For every line in the data below, check for the word "this", then state how many lines have it. Answer with the number only.

******************************

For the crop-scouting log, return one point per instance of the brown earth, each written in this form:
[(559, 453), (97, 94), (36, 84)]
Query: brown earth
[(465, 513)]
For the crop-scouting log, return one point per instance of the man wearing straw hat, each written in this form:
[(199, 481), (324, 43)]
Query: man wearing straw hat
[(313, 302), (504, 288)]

******************************

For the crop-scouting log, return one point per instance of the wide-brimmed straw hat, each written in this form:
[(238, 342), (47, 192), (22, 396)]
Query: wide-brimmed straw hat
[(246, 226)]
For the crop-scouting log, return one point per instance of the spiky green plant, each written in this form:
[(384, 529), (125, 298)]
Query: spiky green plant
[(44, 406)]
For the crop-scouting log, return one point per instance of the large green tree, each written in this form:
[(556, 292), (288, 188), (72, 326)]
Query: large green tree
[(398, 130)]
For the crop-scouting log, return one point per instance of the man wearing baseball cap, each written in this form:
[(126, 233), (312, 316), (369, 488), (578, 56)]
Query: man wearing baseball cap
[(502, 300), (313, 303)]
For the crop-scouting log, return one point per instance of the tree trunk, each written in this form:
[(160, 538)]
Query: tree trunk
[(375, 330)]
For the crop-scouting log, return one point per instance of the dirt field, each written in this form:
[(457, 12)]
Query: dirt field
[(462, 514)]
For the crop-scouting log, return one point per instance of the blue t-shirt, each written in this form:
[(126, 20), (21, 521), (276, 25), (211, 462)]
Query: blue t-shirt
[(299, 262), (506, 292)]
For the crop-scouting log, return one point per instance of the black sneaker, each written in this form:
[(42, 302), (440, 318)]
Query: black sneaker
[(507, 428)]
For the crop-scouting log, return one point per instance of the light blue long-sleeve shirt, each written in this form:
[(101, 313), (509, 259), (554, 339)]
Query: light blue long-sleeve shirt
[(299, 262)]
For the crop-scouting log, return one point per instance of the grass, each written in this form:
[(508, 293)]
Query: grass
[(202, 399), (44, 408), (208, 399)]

******************************

- _EXERCISE SOLUTION_:
12